Objective: Recast the items from the line with "Return the segmentation of every instance of the dark" up to and including the line with "[[[161,26],[156,52],[150,120],[165,121],[178,26]]]" as a two-column CSV with the header instruction,answer. Give one row per item, with its text and its answer each in a single quoted field and line breaks turned into spaces.
•••••
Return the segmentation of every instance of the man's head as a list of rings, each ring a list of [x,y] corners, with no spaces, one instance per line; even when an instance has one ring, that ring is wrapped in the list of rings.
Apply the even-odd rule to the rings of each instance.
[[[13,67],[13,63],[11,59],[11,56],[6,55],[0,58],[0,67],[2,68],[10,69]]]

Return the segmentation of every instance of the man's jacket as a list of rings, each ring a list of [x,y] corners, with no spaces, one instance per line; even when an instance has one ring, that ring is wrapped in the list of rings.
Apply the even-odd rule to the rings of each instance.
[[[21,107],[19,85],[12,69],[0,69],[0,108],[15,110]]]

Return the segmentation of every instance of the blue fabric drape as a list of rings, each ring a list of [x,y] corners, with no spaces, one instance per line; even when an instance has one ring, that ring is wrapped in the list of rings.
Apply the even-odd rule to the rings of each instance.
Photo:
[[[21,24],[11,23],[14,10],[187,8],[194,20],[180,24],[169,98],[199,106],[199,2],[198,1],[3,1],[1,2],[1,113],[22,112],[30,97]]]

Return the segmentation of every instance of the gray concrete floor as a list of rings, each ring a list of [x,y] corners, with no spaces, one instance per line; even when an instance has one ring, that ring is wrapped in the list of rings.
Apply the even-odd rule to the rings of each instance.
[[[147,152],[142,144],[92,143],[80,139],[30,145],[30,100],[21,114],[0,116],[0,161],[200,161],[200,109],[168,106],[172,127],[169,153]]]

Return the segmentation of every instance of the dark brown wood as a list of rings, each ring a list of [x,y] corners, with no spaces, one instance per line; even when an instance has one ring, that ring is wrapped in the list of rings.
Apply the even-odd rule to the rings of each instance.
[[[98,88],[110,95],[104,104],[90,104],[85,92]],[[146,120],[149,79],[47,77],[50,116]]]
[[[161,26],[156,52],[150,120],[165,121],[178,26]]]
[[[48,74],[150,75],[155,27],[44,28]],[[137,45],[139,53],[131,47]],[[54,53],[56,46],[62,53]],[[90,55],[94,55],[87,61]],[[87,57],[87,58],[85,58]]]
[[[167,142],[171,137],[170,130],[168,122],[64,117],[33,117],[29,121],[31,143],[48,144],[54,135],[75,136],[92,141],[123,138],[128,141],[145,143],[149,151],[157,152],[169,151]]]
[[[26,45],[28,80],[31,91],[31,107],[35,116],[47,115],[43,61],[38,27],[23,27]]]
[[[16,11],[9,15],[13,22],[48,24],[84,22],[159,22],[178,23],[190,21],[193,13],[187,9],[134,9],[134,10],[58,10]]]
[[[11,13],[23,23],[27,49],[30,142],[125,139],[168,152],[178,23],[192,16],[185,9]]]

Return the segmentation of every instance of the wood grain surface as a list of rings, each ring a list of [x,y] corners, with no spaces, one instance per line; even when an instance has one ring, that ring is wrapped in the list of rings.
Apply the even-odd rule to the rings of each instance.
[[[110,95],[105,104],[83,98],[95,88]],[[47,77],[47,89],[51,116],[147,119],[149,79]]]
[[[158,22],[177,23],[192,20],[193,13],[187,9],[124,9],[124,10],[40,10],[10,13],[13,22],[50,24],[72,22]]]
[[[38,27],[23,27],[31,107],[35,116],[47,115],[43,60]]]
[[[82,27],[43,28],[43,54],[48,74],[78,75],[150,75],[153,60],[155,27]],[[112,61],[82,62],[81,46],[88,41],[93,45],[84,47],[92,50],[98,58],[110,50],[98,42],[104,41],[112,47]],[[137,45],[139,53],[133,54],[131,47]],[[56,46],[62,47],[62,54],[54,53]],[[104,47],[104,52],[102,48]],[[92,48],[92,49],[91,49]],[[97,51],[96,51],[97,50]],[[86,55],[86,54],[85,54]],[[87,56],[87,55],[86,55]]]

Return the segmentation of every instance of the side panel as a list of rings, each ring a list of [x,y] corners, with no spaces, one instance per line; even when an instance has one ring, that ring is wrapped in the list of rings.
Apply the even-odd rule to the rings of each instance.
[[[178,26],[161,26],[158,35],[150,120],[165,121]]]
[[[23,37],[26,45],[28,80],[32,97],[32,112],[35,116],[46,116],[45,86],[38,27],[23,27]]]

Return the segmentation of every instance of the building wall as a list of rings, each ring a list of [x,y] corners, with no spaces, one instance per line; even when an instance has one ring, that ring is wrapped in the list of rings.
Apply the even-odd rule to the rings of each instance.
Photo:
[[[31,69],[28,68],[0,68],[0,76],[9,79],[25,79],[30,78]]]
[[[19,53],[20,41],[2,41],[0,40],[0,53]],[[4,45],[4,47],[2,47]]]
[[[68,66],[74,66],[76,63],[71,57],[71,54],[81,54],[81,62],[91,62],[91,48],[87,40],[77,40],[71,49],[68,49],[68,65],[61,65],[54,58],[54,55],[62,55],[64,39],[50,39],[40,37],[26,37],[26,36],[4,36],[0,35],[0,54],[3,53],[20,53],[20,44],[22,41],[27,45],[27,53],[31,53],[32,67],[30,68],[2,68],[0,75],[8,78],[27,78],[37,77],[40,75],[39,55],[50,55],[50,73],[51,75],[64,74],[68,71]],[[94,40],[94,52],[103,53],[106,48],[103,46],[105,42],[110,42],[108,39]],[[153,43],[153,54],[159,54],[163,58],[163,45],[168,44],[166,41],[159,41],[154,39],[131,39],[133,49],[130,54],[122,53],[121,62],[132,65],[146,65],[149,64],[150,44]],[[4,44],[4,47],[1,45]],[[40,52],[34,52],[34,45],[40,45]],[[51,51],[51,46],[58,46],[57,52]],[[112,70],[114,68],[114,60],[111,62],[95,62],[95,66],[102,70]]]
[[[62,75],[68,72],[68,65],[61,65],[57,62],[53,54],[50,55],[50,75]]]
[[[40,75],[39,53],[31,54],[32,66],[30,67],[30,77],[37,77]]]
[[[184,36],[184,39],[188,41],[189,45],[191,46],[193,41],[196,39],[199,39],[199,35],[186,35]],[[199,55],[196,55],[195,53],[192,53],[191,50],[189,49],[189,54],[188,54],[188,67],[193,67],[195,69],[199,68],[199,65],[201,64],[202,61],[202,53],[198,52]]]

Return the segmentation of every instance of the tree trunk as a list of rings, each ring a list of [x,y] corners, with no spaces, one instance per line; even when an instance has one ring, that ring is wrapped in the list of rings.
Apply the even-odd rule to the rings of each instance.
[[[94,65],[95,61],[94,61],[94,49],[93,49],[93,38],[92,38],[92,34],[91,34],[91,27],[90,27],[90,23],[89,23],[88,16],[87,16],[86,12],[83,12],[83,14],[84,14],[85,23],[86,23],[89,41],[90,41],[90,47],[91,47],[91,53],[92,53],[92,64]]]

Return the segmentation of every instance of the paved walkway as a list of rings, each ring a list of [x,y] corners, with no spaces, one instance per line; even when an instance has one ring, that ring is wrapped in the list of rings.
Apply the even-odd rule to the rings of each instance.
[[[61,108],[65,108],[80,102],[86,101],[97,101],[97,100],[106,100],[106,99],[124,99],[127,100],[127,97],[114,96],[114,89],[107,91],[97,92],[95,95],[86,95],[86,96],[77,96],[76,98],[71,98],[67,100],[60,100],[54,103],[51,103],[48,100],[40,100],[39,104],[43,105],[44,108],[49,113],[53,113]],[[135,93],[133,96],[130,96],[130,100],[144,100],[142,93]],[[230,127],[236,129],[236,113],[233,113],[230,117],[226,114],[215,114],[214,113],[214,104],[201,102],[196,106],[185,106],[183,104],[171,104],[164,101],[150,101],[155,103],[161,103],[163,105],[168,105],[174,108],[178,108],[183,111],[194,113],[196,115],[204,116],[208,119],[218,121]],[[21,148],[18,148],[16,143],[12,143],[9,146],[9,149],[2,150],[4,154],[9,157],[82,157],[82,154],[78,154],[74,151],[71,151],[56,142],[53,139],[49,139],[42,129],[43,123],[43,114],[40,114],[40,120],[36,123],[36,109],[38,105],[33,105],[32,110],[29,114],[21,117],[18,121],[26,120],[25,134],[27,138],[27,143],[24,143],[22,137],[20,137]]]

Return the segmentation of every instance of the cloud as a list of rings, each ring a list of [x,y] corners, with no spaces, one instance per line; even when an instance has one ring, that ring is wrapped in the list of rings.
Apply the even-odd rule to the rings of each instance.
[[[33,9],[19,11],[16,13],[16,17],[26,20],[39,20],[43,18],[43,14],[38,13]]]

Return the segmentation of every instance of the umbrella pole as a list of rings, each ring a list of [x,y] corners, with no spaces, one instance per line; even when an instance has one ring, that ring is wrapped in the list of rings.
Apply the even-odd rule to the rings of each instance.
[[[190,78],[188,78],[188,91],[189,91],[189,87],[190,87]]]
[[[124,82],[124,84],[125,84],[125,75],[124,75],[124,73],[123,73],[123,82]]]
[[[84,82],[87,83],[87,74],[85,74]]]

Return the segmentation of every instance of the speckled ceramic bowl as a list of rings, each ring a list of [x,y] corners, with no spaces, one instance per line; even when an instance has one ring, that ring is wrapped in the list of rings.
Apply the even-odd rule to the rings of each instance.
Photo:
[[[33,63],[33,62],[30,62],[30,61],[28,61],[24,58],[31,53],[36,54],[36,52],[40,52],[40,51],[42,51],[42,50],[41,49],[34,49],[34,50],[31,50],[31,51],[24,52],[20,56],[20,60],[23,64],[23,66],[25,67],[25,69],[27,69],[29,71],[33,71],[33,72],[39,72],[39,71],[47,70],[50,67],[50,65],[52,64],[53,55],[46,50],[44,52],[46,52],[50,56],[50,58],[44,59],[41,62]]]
•••••
Task result:
instruction,answer
"Return the segmentation of every instance of the dark brown wood as a list of rings, each ring a list of [x,y] corners, with no spaces, one instance per line; even when an instance has one ring, that ring is wrapped in the list of rings. Apply the even-odd rule to the rings of each instance.","[[[98,88],[110,95],[104,104],[90,104],[85,92]],[[146,120],[149,79],[47,77],[50,116]]] [[[161,26],[156,52],[150,120],[165,121],[178,26]]]"